Excerpt from a dataset

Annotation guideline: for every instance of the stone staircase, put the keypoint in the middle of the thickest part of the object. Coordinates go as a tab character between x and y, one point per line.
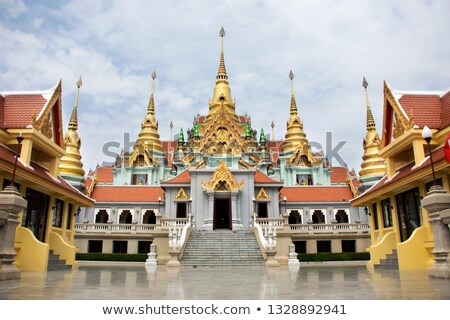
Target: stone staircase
55	263
390	263
222	248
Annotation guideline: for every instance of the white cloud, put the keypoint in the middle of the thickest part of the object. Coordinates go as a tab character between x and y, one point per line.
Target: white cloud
329	45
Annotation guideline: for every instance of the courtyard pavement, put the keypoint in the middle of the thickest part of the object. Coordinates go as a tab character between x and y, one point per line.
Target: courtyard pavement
310	282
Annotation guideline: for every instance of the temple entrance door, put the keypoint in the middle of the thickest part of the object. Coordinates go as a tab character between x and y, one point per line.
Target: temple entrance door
222	213
35	215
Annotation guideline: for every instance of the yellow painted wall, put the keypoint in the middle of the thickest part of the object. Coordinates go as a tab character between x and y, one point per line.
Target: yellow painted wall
32	255
62	248
381	249
412	254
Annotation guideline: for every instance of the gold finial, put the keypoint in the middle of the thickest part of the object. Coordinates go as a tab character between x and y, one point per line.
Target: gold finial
222	73
293	103
291	76
70	164
73	122
370	122
365	83
151	103
153	81
79	82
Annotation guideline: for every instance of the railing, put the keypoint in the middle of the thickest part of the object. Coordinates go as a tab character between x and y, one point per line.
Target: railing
113	228
263	222
331	228
174	222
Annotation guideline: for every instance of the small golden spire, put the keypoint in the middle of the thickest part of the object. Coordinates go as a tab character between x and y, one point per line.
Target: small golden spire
294	110
70	165
372	165
151	103
370	122
222	73
73	122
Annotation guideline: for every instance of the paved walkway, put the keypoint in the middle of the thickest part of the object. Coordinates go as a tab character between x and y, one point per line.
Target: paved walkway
337	282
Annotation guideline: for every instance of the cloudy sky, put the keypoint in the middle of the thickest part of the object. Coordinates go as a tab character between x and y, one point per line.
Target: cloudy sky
329	45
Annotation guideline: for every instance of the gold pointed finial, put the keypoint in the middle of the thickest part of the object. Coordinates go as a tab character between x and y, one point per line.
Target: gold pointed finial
291	76
151	103
73	122
222	73
365	83
370	122
153	81
79	83
293	103
70	165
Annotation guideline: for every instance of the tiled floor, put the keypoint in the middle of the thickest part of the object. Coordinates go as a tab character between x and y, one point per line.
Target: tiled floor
310	282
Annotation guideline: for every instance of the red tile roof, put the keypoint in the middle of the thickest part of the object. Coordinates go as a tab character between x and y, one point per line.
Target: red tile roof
426	109
316	194
338	175
182	178
406	171
41	173
104	193
105	175
445	100
260	177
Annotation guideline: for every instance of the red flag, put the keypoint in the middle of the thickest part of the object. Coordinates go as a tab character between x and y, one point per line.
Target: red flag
447	148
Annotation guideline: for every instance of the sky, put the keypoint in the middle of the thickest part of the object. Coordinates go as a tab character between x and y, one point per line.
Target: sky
329	45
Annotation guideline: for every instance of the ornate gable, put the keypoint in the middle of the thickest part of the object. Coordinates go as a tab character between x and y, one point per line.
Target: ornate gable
222	180
222	134
181	195
395	119
49	120
262	195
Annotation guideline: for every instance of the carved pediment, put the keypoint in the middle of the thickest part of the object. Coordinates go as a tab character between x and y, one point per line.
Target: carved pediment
222	180
181	195
141	157
262	195
303	156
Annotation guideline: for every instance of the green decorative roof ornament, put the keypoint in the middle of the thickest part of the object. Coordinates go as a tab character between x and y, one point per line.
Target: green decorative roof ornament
181	136
262	138
196	129
247	130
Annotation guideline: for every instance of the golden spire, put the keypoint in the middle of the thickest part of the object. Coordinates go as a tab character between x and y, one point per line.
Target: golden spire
294	110
370	122
222	92
222	73
148	140
295	136
373	165
151	103
70	165
148	137
73	122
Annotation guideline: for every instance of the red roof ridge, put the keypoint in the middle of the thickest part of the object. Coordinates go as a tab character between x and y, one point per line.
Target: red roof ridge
183	177
261	177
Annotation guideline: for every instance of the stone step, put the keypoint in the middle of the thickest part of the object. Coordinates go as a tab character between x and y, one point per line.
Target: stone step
55	263
390	263
222	248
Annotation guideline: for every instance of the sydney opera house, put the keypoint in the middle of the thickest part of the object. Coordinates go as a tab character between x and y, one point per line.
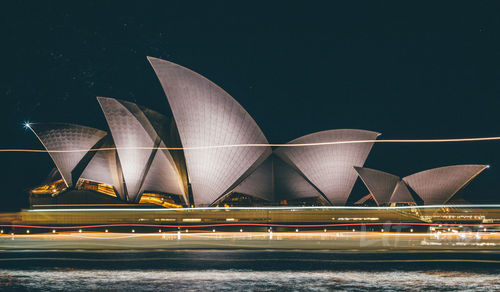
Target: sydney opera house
211	152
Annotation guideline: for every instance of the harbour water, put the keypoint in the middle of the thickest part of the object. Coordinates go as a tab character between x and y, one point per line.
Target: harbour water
235	270
245	280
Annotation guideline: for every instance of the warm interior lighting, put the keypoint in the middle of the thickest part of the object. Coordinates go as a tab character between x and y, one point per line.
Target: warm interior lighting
165	201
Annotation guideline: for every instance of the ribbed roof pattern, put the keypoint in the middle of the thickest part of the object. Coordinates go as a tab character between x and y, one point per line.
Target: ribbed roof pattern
206	115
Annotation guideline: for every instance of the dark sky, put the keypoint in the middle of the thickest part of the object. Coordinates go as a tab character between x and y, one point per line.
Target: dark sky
406	69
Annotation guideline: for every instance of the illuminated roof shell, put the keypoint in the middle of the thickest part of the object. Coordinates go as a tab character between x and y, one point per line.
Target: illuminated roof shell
104	168
380	184
208	116
67	137
143	167
438	185
330	167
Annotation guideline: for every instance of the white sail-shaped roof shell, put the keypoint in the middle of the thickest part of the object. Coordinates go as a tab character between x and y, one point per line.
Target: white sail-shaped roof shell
289	184
401	194
380	184
330	167
438	185
104	168
260	182
208	116
135	139
75	140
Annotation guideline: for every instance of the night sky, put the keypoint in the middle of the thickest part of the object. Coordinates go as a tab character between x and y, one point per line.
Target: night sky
421	70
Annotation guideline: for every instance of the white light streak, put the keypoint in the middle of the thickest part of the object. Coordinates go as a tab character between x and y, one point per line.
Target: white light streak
452	140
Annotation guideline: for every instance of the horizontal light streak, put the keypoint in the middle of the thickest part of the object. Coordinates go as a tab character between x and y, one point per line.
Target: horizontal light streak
281	208
250	224
453	140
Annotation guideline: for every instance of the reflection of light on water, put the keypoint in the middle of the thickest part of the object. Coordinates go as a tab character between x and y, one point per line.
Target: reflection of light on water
231	280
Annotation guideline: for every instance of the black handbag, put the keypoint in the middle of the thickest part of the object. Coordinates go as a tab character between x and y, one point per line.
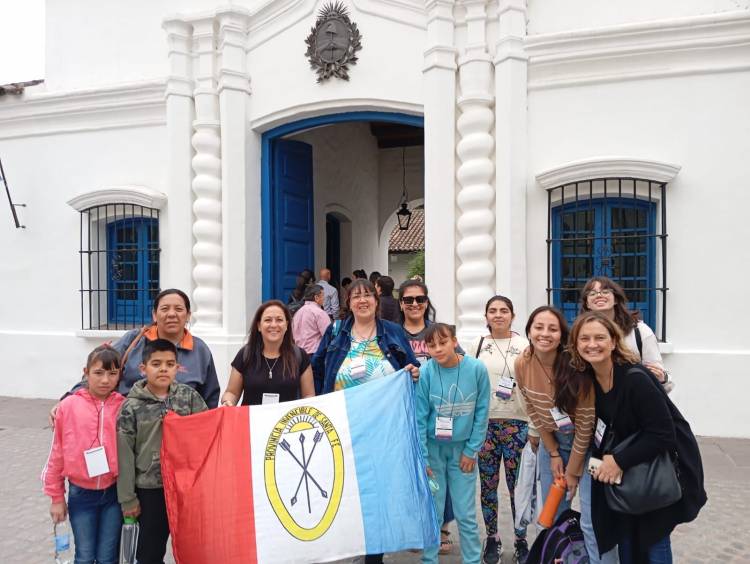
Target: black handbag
645	487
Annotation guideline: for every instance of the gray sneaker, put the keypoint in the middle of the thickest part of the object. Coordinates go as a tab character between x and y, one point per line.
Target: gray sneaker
493	550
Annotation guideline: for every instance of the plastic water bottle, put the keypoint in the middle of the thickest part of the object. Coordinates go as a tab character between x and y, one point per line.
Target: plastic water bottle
63	552
129	540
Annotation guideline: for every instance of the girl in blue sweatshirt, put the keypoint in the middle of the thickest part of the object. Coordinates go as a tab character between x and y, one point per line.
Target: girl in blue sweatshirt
453	395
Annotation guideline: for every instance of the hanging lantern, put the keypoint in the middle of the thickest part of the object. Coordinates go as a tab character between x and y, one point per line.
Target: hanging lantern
404	214
404	217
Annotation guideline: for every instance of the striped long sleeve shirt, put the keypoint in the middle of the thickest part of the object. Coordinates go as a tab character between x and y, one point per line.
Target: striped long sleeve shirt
536	382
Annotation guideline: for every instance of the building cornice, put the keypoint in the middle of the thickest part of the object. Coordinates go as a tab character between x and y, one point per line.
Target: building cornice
135	195
607	167
674	47
138	104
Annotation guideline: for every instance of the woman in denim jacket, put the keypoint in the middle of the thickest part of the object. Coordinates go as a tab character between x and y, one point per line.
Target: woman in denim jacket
361	347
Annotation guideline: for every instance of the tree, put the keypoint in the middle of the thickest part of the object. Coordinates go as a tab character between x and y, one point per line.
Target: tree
416	266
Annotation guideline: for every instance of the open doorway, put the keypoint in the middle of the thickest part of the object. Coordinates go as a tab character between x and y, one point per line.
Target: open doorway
329	186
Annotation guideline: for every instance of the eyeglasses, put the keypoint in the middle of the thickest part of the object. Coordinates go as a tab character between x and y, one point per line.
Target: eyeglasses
409	300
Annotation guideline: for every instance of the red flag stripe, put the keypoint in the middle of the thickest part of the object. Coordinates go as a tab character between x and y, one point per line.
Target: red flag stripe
206	464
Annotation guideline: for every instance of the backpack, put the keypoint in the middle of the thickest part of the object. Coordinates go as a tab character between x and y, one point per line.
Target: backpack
560	544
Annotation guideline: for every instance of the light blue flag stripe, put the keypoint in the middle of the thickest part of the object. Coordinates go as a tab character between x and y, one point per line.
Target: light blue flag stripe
397	507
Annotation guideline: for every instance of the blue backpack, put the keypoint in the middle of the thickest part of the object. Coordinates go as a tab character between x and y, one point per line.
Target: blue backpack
562	543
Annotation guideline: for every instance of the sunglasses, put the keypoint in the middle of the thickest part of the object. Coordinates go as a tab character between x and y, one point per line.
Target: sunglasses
409	300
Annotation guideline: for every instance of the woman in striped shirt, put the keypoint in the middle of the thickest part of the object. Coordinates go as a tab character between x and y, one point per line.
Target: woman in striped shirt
560	405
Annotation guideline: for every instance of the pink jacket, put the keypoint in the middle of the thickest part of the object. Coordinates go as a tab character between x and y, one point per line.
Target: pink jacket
81	423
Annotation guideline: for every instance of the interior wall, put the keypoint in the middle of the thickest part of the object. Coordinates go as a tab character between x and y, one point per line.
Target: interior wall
345	176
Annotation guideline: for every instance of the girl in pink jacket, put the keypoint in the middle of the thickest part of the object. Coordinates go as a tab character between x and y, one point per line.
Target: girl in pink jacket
84	450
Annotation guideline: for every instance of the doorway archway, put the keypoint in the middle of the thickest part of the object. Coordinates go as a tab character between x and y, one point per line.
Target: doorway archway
287	198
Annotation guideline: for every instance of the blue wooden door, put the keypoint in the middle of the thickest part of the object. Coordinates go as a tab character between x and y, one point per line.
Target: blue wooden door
292	193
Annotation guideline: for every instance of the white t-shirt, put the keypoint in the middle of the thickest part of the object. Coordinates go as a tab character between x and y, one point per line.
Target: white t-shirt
499	356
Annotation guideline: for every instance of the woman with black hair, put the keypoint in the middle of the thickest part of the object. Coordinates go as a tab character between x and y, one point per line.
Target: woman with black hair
560	405
606	296
171	313
269	368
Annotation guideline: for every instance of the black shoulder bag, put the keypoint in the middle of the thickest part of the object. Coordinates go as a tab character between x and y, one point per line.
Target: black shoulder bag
645	487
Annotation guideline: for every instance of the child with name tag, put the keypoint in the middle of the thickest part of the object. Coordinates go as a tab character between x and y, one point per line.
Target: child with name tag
508	424
140	489
452	400
269	368
560	404
84	450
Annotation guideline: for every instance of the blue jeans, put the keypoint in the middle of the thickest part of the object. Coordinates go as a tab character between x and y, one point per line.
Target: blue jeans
95	518
565	444
658	553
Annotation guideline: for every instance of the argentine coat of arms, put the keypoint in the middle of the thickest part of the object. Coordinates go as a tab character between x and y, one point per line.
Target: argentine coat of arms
333	43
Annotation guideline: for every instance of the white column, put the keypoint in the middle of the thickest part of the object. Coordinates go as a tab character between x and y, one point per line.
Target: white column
234	92
476	221
207	225
176	234
511	64
439	75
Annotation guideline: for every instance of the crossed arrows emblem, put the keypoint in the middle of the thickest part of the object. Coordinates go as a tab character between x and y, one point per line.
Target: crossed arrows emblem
306	476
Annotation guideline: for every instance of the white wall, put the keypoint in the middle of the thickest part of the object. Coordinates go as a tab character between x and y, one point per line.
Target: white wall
549	16
702	123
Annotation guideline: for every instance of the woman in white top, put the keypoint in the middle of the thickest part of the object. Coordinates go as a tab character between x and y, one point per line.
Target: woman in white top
508	423
606	296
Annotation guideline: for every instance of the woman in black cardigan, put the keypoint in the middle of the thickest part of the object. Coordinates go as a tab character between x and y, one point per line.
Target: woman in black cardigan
627	391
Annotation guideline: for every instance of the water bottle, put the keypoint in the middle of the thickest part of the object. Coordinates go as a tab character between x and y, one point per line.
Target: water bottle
129	540
63	552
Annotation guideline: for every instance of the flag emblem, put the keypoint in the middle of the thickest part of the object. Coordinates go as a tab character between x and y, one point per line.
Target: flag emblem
304	472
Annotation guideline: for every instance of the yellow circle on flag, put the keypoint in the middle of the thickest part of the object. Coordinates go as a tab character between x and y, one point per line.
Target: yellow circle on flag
299	420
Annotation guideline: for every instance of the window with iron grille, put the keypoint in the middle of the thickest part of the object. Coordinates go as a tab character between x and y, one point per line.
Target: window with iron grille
614	227
119	250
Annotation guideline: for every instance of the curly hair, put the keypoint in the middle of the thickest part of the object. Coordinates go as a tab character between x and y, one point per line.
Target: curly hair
621	353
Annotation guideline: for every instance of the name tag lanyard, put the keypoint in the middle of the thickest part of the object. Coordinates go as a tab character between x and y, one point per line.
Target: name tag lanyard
505	354
458	380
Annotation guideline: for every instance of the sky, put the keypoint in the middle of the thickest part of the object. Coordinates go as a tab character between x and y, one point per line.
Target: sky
21	40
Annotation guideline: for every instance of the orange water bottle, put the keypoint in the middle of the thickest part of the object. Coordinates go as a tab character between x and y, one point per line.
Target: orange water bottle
554	497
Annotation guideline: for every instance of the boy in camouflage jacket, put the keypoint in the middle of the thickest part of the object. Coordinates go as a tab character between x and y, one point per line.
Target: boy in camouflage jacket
140	489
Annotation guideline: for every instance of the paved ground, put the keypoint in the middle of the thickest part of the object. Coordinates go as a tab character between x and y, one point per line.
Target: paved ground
719	535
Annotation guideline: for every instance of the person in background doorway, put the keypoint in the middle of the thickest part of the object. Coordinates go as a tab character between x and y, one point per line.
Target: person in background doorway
310	323
270	368
388	308
330	294
508	425
607	297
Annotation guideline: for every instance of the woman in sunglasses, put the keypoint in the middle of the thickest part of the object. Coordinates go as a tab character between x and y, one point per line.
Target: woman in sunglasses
607	297
417	314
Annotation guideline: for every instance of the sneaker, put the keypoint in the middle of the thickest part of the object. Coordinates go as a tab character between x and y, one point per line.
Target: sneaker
522	551
493	550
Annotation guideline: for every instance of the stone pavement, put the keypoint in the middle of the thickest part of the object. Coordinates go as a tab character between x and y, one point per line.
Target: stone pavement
719	535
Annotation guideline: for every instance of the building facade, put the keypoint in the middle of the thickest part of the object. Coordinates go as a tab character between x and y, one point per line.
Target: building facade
189	144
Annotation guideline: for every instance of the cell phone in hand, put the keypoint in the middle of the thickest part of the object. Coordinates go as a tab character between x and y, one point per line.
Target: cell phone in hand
594	463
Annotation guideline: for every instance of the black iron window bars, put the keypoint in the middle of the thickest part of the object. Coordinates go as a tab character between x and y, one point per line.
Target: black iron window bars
615	227
119	259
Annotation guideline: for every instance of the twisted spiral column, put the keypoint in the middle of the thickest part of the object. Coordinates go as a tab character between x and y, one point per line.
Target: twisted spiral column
475	174
207	226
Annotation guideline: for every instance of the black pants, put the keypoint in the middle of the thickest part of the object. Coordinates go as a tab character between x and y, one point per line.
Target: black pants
154	527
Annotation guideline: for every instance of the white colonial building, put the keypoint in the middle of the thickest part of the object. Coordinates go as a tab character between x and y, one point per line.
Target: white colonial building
190	144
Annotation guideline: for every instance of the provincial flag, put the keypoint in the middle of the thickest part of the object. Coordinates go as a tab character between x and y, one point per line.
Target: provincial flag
312	480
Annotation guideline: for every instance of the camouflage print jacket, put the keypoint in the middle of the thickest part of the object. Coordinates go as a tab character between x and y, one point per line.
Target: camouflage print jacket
139	429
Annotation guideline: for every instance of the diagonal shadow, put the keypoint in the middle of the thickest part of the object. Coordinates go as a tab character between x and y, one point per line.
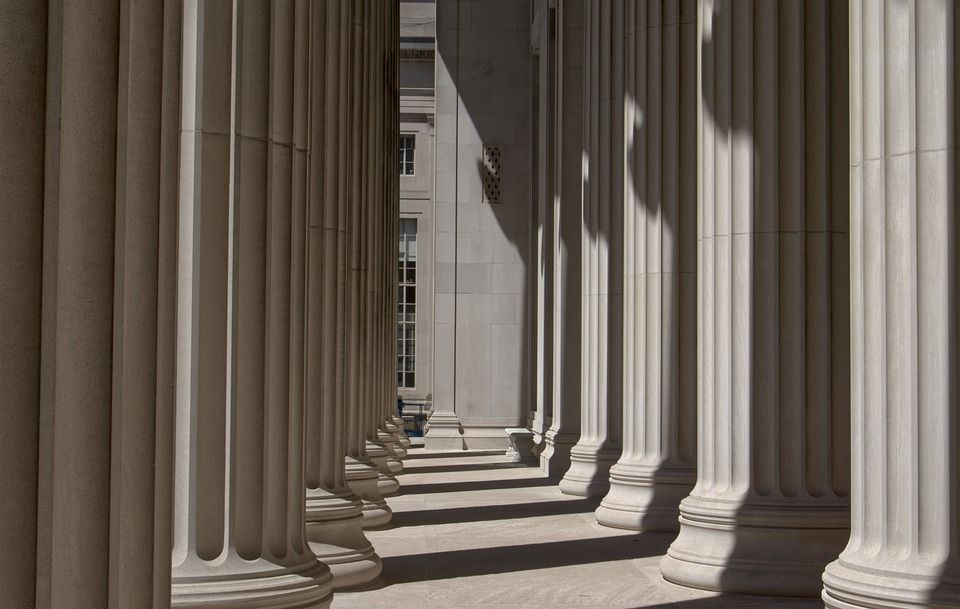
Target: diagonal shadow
528	557
469	467
477	485
453	455
737	601
494	512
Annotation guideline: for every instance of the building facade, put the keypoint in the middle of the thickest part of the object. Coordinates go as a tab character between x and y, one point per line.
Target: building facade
417	148
705	250
737	247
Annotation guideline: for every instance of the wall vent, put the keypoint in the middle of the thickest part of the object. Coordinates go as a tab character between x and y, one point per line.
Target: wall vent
491	174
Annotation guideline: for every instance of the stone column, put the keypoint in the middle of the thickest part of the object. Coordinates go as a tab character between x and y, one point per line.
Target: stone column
657	468
377	446
602	252
390	159
543	246
565	239
769	509
444	430
904	85
23	28
238	492
334	517
361	472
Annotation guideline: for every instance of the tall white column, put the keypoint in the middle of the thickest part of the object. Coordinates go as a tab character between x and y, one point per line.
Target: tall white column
334	517
602	253
903	549
444	430
565	239
769	509
657	468
238	492
543	249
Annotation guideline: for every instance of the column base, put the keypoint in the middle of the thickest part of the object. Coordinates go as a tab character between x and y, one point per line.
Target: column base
334	532
260	584
588	475
849	585
386	483
766	550
401	434
645	498
397	448
389	442
362	480
555	457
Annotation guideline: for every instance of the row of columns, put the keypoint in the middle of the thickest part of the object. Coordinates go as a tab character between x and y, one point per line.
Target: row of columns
765	234
199	206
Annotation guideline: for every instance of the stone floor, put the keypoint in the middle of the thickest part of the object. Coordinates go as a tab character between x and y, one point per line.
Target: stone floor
471	530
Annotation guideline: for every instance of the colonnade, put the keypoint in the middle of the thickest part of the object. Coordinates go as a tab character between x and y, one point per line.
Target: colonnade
764	245
198	221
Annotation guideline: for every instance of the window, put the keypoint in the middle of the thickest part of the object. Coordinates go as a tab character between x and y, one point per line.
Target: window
407	305
407	144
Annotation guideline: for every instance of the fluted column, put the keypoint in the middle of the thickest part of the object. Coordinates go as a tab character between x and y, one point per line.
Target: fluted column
543	246
23	28
370	390
769	509
362	473
903	549
386	35
238	492
565	239
334	519
657	467
602	252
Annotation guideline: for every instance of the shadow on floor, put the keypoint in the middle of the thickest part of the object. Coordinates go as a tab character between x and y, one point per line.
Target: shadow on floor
415	454
477	485
527	557
469	467
494	512
737	601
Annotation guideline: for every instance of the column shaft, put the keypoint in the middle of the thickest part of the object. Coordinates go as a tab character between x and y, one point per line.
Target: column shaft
657	467
773	313
23	28
334	521
565	239
903	549
239	487
601	373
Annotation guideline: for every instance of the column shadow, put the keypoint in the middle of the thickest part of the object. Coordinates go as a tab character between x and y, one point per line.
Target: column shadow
486	513
477	485
468	467
527	557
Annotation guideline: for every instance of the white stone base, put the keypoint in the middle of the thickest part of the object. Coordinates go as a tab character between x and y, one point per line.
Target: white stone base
589	471
770	551
555	457
644	498
334	531
444	432
260	584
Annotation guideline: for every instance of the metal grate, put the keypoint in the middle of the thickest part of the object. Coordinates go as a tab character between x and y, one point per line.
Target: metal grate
491	174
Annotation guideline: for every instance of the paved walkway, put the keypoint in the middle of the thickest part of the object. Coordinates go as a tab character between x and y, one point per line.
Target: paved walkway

WORK INSTRUCTIONS:
Begin with the line that contains "Annotation guideline: for every instance of the metal" and end with the last line of the records; set down every line in that span exactly, and nothing else.

FULL ANSWER:
Annotation guideline: for every instance of the metal grate, put the keypoint in the middle of the thickest part of the object. Coordinates go as a tab character between x and y, one point per line.
Target: metal grate
491	174
Annotation guideline: for every instance of the paved walkway, put the keypoint in the middle of the thickest part of the object. Coordinates go as a tab character between x and y, one point per line.
Target: paved walkway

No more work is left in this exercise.